* start DATA PROVIDED *
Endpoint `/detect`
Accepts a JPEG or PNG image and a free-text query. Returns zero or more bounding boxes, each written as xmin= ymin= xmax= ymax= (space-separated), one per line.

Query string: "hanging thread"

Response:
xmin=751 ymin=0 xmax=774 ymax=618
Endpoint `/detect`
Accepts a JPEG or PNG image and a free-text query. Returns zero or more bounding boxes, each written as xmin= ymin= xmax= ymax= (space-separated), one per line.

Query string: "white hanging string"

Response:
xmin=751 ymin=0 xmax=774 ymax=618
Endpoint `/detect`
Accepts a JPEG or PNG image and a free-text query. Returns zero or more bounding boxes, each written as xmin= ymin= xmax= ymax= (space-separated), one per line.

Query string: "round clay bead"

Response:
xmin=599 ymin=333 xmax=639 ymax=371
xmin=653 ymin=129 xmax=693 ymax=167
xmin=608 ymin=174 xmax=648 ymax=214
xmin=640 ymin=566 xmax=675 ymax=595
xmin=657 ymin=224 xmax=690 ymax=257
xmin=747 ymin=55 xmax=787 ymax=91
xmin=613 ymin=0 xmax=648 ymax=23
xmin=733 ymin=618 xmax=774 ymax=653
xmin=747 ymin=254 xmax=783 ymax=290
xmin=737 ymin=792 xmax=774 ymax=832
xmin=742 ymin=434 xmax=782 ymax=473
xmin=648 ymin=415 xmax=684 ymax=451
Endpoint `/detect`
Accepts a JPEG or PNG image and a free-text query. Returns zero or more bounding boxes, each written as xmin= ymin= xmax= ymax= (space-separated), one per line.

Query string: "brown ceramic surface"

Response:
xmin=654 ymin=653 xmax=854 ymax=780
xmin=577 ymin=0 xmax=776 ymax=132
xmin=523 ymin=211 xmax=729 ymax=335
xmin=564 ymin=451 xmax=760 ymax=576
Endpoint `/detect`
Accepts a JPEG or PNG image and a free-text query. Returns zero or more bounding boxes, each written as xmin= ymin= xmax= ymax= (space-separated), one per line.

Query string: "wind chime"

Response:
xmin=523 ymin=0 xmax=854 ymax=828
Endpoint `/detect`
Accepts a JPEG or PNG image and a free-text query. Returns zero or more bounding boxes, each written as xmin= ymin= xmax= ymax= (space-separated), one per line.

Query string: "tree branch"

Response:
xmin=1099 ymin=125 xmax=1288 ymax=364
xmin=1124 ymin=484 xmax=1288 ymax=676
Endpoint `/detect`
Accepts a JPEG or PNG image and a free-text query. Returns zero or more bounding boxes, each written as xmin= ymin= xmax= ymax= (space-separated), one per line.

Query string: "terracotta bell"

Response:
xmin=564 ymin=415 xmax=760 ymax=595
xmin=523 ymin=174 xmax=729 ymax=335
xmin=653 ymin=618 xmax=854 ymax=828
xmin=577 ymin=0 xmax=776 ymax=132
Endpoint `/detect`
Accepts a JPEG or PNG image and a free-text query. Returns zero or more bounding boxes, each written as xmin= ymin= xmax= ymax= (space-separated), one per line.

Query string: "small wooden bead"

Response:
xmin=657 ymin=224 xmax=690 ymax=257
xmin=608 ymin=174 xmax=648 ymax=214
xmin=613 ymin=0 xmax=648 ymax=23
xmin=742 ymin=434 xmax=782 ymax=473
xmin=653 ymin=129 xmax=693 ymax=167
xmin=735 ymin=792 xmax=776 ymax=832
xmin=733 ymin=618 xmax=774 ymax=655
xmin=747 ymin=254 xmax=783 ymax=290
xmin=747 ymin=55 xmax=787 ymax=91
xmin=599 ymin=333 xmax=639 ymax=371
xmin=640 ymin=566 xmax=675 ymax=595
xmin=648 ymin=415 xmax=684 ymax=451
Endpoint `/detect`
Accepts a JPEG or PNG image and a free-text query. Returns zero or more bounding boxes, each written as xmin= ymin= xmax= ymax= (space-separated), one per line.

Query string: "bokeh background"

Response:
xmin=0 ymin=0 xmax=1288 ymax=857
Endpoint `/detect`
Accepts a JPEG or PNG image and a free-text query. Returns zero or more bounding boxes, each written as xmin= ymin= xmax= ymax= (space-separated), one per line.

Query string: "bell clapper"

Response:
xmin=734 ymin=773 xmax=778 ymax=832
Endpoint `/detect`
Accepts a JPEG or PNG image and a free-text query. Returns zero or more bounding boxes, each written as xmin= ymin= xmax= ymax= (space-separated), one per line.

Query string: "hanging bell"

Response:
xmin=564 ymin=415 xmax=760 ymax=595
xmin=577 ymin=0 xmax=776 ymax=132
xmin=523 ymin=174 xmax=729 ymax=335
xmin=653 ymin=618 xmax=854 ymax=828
* end DATA PROVIDED *
- YOUR INSTRUCTIONS
Change each "Query string" in the data above to "Search text" and leave everything else as it is.

- RESPONSE FOR THIS EXERCISE
Endpoint `/detect`
Accepts a JPEG or PNG image and a free-text query. Returns zero or more bounding boxes, each written as xmin= ymin= xmax= ymax= (space-separated), one per line.

Search text: "hanging thread"

Response:
xmin=751 ymin=0 xmax=774 ymax=618
Endpoint `/detect`
Accepts a JPEG or PNG image and a free-text query. Returns zero or more bounding boxes, each written as xmin= ymin= xmax= ymax= (space-separated), one per line.

Search text: "white hanging string"

Response:
xmin=751 ymin=0 xmax=774 ymax=618
Endpoint `/detect`
Accepts a JPEG or PNG image and a free-text query. Returns zero or more bounding boxes, each written as xmin= ymin= xmax= ymax= (space-separated), one per line.

Search text: "round clay bead"

Response:
xmin=599 ymin=333 xmax=639 ymax=371
xmin=653 ymin=129 xmax=693 ymax=167
xmin=608 ymin=174 xmax=648 ymax=214
xmin=640 ymin=566 xmax=675 ymax=595
xmin=657 ymin=224 xmax=690 ymax=257
xmin=747 ymin=55 xmax=787 ymax=91
xmin=613 ymin=0 xmax=648 ymax=23
xmin=733 ymin=618 xmax=774 ymax=653
xmin=747 ymin=254 xmax=783 ymax=290
xmin=737 ymin=792 xmax=774 ymax=832
xmin=742 ymin=434 xmax=782 ymax=473
xmin=648 ymin=415 xmax=684 ymax=451
Endpoint `/detect`
Accepts a JPEG or PNG image and a free-text query. Returns zero or more bounding boxes, each written as xmin= ymin= xmax= ymax= (space-separated), one per line.

Search text: "brown ceramic surface"

Response:
xmin=654 ymin=653 xmax=854 ymax=780
xmin=577 ymin=0 xmax=776 ymax=132
xmin=523 ymin=211 xmax=729 ymax=335
xmin=564 ymin=451 xmax=760 ymax=576
Endpoint `/detect`
Accepts a JPEG or PNG image and a free-text query. Returns zero or more bounding boxes, each written as xmin= ymin= xmax= ymax= (space-separated), one per line.

Search text: "wind chime"

Response:
xmin=523 ymin=0 xmax=854 ymax=828
Endpoint `/detect`
Accepts a JPEG or PNG image and a free-text query. Returns zero or more bounding boxes, each written as xmin= ymin= xmax= ymax= (space-separated), one per line.

Search text: "tree branch"

Response:
xmin=1099 ymin=125 xmax=1288 ymax=364
xmin=1124 ymin=484 xmax=1288 ymax=676
Endpoint `/detect`
Accepts a JPEG or PNG image and a free-text query. Returns zero or more bounding boxes, each written as xmin= ymin= xmax= ymax= (space-separated), one per line.

Search text: "terracotta bell"

Response:
xmin=564 ymin=415 xmax=760 ymax=595
xmin=523 ymin=174 xmax=729 ymax=335
xmin=653 ymin=618 xmax=854 ymax=828
xmin=577 ymin=0 xmax=776 ymax=132
Endpoint `/detect`
Accepts a JPEG or PNG image and a free-text query. Returns zero or more bounding boxes, each written as xmin= ymin= xmax= ymax= (space-separated), one per line.

Search text: "small wooden bead"

Response:
xmin=657 ymin=224 xmax=690 ymax=257
xmin=608 ymin=174 xmax=648 ymax=214
xmin=613 ymin=0 xmax=648 ymax=23
xmin=742 ymin=434 xmax=782 ymax=473
xmin=653 ymin=129 xmax=693 ymax=167
xmin=735 ymin=792 xmax=776 ymax=832
xmin=733 ymin=618 xmax=774 ymax=655
xmin=747 ymin=254 xmax=783 ymax=290
xmin=747 ymin=55 xmax=787 ymax=91
xmin=599 ymin=333 xmax=639 ymax=371
xmin=640 ymin=566 xmax=675 ymax=595
xmin=648 ymin=415 xmax=684 ymax=451
Endpoint `/detect`
Accepts a JPEG or PNG image and a free-text query. Returns zero or more bounding boxes, each written as xmin= ymin= xmax= ymax= (space-separated), one per line.

Search text: "bokeh background"

Response:
xmin=0 ymin=0 xmax=1288 ymax=857
Endpoint `/detect`
Accepts a JPEG or PNG image and a free-text query. Returns zero or more bounding boxes, each written as xmin= ymin= xmax= ymax= (space-separated), one per line.

Search text: "bell clapper"

Response:
xmin=734 ymin=773 xmax=778 ymax=832
Endpoint `/detect`
Accepts a JPEG or PNG image and a free-text query. Returns zero or more bounding boxes, each written as xmin= ymin= xmax= ymax= (space-separated), one per line.

Search text: "hanging bell"

Response:
xmin=564 ymin=415 xmax=760 ymax=595
xmin=577 ymin=0 xmax=776 ymax=132
xmin=523 ymin=174 xmax=729 ymax=335
xmin=653 ymin=618 xmax=854 ymax=828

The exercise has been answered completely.